WORK TO BE COMPLETED
Output the line containing "Target: golf club grip" and all subsequent lines of the listing below, copied exactly, with no other lines.

Point-based annotation data:
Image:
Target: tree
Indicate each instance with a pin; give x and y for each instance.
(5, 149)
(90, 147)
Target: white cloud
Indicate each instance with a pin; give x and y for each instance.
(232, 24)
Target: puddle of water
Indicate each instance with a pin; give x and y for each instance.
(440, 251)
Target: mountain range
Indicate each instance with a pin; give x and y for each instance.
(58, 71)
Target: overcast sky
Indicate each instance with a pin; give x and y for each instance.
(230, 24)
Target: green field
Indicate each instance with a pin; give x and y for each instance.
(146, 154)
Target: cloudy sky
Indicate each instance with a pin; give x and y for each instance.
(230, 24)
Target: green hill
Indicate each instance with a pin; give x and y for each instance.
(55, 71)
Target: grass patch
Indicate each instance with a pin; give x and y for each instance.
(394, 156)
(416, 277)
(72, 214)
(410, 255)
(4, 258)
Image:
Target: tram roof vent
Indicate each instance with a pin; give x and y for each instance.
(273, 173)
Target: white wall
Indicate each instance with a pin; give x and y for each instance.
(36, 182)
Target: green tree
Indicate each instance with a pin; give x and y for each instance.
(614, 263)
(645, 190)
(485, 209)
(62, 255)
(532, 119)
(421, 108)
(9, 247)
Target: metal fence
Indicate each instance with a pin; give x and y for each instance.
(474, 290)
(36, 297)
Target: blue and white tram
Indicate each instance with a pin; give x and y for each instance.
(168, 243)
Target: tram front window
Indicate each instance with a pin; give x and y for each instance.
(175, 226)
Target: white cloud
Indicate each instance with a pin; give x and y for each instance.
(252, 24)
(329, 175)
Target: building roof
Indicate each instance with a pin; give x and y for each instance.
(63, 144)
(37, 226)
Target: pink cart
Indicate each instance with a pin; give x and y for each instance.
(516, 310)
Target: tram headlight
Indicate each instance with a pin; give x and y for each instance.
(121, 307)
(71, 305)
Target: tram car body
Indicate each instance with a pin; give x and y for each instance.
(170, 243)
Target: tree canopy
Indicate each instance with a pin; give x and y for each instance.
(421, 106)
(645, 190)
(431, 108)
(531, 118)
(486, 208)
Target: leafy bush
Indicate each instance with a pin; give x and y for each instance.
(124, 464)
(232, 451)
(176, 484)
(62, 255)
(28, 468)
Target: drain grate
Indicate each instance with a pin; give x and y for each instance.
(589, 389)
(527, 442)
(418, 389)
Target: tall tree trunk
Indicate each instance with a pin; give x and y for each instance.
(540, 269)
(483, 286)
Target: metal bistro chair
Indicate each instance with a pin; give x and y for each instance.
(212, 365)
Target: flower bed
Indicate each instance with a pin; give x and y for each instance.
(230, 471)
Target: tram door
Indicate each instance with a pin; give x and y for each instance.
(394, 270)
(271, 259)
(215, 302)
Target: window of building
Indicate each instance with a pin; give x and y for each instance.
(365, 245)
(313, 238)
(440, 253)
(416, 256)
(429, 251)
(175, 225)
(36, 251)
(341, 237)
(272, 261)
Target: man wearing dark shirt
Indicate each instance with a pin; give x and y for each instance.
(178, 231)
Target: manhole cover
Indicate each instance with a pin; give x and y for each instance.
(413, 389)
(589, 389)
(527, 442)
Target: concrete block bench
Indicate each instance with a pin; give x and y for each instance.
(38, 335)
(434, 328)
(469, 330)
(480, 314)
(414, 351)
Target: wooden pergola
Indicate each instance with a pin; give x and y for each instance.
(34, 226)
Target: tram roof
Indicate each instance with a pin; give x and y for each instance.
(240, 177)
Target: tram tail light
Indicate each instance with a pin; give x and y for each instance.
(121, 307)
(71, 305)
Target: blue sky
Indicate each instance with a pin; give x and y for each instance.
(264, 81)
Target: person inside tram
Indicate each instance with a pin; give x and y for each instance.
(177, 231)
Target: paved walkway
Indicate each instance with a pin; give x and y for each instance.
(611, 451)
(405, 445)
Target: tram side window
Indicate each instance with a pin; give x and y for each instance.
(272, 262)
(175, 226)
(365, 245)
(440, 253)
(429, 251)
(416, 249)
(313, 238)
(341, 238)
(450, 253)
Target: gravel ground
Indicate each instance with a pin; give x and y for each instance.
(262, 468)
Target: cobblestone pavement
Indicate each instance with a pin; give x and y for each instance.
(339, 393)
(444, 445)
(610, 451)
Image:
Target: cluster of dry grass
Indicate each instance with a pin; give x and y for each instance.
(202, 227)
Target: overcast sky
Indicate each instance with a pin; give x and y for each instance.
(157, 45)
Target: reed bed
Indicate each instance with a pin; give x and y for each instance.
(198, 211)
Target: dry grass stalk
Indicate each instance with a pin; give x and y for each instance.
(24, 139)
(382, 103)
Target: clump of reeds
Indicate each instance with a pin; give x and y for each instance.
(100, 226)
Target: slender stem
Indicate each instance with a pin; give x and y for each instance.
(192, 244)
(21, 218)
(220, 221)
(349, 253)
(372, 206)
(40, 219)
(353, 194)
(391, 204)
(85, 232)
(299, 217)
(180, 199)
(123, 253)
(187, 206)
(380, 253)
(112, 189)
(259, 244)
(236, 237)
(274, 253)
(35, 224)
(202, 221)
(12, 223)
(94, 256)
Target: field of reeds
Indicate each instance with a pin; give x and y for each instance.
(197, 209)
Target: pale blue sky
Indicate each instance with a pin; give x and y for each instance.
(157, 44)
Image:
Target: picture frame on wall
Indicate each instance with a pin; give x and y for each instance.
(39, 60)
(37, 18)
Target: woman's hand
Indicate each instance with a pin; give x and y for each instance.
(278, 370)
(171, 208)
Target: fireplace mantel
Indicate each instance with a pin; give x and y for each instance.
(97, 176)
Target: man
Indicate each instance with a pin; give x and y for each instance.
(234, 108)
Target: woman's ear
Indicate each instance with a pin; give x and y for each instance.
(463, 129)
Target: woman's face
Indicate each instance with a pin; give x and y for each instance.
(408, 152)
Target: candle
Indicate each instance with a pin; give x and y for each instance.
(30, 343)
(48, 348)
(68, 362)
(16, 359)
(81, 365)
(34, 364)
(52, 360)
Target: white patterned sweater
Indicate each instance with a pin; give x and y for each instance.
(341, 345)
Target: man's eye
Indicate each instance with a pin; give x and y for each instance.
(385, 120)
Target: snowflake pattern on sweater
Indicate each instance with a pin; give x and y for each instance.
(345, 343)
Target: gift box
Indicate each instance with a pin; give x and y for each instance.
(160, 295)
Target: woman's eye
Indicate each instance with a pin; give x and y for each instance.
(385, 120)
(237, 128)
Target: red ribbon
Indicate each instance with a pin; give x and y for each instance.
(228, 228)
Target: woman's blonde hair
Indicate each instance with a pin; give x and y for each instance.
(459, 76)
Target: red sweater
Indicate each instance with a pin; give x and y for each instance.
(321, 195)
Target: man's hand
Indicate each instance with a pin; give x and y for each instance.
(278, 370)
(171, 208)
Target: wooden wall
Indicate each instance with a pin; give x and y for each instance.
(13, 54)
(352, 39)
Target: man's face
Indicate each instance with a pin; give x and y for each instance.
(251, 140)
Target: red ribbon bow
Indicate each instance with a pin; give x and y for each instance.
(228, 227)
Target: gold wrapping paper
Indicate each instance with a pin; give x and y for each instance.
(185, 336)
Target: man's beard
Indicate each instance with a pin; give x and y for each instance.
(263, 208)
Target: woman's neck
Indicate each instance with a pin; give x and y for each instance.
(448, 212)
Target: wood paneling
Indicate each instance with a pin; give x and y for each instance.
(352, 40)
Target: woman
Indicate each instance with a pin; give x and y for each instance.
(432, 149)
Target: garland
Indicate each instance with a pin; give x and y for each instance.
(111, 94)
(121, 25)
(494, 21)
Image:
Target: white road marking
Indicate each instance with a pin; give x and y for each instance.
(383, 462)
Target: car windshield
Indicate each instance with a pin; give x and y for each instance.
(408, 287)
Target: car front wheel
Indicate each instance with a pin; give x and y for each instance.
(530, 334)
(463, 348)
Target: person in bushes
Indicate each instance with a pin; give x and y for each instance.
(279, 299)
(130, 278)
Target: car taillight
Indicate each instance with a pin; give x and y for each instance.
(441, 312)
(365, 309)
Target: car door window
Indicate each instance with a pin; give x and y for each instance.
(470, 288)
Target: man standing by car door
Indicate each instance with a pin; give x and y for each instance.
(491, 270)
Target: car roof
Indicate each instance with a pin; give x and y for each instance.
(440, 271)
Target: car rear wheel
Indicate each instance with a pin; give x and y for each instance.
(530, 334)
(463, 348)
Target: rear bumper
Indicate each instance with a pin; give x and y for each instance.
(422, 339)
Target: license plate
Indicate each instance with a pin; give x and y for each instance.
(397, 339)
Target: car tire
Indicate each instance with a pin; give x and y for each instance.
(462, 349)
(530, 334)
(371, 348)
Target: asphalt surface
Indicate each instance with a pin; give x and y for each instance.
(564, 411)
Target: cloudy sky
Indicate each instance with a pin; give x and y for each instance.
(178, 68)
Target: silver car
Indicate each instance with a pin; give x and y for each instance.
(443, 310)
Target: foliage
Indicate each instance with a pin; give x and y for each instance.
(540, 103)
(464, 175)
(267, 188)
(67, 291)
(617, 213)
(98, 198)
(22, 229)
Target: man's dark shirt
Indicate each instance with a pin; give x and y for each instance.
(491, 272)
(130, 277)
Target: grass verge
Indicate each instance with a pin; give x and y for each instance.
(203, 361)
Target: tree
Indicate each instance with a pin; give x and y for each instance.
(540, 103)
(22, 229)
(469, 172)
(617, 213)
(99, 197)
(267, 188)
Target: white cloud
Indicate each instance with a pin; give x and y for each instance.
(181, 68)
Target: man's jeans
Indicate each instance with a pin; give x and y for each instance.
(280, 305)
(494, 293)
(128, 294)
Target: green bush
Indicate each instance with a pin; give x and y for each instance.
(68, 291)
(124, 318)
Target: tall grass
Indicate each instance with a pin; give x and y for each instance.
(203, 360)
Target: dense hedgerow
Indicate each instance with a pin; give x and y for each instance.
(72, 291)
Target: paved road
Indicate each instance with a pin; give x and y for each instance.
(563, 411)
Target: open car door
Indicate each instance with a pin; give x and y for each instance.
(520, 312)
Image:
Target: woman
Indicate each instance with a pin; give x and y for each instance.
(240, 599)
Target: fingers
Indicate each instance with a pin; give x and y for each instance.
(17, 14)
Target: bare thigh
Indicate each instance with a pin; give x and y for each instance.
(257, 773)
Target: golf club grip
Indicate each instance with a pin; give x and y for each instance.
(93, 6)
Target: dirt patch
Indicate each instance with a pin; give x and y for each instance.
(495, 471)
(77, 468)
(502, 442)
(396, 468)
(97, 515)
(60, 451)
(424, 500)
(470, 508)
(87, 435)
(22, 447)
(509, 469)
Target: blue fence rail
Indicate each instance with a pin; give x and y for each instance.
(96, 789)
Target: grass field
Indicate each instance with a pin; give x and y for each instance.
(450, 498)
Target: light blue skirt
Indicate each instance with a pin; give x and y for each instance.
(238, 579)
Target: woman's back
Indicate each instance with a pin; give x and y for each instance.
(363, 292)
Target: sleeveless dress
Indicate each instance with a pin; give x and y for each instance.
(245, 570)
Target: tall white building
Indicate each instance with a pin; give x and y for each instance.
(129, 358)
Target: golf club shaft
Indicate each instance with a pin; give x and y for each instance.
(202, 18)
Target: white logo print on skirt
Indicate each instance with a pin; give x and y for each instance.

EXPECTED ANSWER
Target: golf club grip
Indicate each instance with a pin; give x and y for each instance.
(93, 6)
Target: dirt patch
Indicate each instance with a pin; give x and y for each instance.
(495, 471)
(77, 468)
(502, 442)
(396, 468)
(97, 515)
(60, 451)
(424, 500)
(470, 508)
(87, 435)
(22, 447)
(509, 469)
Target: blue fence rail
Indicate each instance with a pin; give x and y for each instance.
(96, 789)
Target: grass field
Indicate each instance with a pin; give x and y for each instance.
(450, 498)
Target: light blue skirt
Indicate each instance with a pin; give x and y for each instance.
(238, 579)
Target: woman's back
Indicate each instance with a pin; give x and y for each instance.
(363, 292)
Target: sleeveless dress
Indicate each instance with a pin; give x and y for each instance.
(245, 570)
Target: tall white building
Indicate each instance with a pin; give x and y for each instance.
(129, 358)
Target: golf club shaft
Indicate each instance with a pin; give x and y for each instance.
(202, 18)
Target: white logo print on skirt
Indicate each instance with a pin; give x and y for each instance.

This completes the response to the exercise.